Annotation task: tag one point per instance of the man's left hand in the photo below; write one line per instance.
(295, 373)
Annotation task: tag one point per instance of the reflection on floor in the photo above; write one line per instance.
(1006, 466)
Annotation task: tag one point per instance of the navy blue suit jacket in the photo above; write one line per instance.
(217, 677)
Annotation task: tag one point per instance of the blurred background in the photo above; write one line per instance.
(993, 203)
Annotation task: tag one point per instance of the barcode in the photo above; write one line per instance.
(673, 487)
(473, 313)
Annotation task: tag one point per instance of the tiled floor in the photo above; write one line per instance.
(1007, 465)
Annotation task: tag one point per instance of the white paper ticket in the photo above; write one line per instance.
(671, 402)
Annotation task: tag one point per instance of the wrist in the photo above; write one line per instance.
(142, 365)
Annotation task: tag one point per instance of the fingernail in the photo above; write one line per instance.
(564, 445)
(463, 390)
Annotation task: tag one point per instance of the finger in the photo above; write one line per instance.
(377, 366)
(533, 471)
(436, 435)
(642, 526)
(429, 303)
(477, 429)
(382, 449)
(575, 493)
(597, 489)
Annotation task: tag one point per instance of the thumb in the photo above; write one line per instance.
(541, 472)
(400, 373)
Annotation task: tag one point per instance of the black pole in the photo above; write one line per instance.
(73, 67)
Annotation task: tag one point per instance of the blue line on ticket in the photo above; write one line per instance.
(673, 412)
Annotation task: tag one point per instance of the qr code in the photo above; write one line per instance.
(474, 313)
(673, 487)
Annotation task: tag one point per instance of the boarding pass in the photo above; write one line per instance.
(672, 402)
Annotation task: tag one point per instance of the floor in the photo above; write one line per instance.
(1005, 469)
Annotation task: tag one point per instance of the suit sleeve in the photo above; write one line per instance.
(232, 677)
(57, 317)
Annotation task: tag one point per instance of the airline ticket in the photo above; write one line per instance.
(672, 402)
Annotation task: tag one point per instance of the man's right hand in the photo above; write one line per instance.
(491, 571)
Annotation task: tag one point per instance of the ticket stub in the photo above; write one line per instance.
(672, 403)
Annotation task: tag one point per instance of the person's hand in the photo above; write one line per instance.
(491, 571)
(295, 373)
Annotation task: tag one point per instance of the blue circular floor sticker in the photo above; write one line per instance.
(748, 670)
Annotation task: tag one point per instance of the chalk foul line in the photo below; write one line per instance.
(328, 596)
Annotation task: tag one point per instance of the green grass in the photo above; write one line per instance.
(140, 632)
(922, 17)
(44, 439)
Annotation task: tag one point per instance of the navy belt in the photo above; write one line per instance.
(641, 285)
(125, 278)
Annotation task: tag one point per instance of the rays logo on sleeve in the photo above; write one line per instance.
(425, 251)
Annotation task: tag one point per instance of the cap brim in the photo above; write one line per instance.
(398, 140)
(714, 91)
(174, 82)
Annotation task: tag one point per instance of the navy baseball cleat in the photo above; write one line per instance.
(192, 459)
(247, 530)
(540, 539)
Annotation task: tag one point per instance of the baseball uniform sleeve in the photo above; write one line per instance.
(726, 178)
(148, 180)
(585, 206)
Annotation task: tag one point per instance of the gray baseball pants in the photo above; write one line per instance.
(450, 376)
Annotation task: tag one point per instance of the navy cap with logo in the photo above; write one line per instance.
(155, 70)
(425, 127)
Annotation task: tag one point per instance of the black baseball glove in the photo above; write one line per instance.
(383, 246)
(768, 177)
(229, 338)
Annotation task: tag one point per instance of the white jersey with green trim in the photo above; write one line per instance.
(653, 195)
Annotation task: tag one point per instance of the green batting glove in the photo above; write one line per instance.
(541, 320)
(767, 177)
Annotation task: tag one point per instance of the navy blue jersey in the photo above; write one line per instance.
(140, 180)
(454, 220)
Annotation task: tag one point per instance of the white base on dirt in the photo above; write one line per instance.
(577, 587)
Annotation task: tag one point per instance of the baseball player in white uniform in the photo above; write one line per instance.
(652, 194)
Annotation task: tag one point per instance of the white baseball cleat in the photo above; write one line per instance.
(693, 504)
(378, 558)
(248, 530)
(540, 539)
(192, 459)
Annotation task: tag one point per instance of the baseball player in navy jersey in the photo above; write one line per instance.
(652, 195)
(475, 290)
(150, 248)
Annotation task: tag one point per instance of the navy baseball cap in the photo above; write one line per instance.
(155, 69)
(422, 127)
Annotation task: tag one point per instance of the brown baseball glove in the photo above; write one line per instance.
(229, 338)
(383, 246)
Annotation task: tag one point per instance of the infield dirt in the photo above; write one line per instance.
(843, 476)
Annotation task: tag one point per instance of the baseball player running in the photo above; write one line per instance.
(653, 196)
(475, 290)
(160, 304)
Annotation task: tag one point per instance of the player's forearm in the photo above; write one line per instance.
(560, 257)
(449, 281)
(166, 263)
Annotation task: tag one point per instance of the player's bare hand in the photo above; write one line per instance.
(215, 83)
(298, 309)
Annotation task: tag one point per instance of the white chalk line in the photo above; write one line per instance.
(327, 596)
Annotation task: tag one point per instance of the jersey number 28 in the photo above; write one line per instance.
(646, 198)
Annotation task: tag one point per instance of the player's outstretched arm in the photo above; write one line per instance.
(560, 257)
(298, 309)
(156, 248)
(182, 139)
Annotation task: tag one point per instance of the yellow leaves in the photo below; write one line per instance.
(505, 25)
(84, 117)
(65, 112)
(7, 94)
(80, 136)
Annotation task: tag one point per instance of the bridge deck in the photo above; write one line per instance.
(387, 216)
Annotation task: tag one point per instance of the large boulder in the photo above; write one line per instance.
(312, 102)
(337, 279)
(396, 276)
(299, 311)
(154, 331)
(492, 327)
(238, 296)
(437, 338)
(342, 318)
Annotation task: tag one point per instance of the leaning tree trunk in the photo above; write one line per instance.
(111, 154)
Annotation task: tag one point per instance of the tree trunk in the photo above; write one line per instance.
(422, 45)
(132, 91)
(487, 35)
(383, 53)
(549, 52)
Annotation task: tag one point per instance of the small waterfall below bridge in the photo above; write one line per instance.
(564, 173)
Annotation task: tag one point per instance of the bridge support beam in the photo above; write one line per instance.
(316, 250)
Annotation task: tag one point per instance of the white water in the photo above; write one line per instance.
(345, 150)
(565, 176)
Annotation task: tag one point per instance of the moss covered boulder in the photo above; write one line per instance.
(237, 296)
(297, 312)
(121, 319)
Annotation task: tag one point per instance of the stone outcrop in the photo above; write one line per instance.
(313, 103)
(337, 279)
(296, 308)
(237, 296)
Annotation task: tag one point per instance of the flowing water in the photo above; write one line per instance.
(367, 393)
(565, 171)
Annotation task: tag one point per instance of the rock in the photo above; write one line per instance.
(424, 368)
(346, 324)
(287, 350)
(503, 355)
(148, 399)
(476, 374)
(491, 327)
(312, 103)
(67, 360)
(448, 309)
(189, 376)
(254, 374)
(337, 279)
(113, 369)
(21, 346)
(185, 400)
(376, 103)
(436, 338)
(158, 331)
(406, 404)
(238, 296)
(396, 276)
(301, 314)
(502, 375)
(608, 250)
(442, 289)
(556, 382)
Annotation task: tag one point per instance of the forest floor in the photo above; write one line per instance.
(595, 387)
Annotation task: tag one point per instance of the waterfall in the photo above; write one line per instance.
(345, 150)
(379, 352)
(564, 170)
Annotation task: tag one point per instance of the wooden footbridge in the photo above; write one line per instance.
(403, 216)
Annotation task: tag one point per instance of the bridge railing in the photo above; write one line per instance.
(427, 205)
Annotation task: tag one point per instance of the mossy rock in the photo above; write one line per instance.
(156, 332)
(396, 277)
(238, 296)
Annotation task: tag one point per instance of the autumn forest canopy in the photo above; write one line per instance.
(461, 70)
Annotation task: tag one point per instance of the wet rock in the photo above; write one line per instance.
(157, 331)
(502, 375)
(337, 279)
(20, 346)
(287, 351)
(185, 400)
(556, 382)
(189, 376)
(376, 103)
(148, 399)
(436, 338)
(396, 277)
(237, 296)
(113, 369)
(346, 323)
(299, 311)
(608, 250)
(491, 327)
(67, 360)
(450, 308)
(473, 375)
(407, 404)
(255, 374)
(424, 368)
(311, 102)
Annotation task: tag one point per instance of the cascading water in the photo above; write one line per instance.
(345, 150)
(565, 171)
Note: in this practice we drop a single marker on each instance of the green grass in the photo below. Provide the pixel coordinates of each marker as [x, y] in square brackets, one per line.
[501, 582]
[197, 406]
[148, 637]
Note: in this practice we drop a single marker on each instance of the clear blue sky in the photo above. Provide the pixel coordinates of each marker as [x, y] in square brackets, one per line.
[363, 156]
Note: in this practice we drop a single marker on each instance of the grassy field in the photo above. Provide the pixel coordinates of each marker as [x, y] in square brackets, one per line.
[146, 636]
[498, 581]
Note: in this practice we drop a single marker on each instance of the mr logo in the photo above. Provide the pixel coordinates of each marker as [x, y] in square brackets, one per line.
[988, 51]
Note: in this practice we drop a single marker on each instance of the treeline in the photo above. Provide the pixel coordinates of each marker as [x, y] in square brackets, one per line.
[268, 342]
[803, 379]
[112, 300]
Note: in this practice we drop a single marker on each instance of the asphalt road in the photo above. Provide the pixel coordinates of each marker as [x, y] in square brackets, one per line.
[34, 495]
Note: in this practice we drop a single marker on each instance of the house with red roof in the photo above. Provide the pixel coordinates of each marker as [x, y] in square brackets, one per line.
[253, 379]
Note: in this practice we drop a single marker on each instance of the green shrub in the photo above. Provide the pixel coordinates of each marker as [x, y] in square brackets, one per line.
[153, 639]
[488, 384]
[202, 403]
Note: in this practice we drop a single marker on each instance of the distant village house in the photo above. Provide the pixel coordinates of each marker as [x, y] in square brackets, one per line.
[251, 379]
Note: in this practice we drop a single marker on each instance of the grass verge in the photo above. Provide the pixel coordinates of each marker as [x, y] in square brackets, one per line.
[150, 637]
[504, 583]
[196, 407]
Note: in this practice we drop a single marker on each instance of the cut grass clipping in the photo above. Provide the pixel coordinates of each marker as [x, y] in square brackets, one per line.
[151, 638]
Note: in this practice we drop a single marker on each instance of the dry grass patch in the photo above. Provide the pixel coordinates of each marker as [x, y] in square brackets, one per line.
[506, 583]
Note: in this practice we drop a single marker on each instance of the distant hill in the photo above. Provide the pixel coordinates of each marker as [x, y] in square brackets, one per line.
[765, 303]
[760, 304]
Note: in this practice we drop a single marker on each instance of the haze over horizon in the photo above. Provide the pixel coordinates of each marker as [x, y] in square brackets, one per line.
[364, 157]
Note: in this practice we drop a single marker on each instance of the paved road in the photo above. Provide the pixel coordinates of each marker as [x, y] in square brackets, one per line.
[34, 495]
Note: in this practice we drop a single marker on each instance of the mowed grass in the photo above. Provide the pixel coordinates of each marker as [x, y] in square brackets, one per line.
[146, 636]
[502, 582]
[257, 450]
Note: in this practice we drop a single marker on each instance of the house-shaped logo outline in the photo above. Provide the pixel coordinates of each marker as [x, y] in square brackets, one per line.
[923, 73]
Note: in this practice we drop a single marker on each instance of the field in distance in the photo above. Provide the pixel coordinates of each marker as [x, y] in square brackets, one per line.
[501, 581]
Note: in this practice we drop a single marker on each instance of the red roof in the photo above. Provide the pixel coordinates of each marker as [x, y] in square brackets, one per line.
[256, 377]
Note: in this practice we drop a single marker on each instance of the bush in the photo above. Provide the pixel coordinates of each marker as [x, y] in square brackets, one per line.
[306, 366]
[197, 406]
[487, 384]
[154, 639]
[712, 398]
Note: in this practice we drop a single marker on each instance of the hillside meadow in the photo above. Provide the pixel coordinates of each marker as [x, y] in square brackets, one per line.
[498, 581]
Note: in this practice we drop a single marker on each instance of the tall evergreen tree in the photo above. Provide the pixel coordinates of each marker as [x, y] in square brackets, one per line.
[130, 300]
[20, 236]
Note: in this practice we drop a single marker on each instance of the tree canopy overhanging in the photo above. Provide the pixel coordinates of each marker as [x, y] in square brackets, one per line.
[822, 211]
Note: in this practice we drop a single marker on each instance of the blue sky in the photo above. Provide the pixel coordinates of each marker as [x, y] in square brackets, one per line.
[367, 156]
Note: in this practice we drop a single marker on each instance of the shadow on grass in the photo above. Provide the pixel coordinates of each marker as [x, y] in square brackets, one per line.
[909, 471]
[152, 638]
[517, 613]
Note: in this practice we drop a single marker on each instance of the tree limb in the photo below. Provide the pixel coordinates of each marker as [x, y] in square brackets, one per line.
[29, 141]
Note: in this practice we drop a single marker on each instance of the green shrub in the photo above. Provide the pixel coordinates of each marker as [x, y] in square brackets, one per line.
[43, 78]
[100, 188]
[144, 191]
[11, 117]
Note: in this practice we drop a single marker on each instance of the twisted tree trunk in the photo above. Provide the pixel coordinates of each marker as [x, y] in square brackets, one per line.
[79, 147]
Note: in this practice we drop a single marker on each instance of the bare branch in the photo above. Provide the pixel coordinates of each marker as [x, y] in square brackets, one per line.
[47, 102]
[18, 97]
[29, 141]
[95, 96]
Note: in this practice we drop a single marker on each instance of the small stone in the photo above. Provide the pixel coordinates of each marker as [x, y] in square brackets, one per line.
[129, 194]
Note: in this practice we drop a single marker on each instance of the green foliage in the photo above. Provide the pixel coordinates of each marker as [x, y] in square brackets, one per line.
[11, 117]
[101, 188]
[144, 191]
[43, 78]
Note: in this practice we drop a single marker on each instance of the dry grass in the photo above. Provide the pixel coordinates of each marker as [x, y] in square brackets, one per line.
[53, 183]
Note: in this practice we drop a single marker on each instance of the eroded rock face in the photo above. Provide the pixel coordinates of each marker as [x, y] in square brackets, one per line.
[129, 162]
==*==
WHAT YOU ARE ASKED TO DO: All lines from the one with "dry grass in" onward to the end of the records above should be repeated exactly, and only those lines.

RESULT:
Note: in this practice we drop a single marker on each instance of the dry grass in the photo above. Provide the pixel coordinates of each marker as [x, y] in square brackets, one per line.
[53, 183]
Note: in this practice we drop a single marker on each instance of the eroded rock face in the photo above. Provide the pixel coordinates of each marker as [x, y] in square brackets, one per line.
[129, 162]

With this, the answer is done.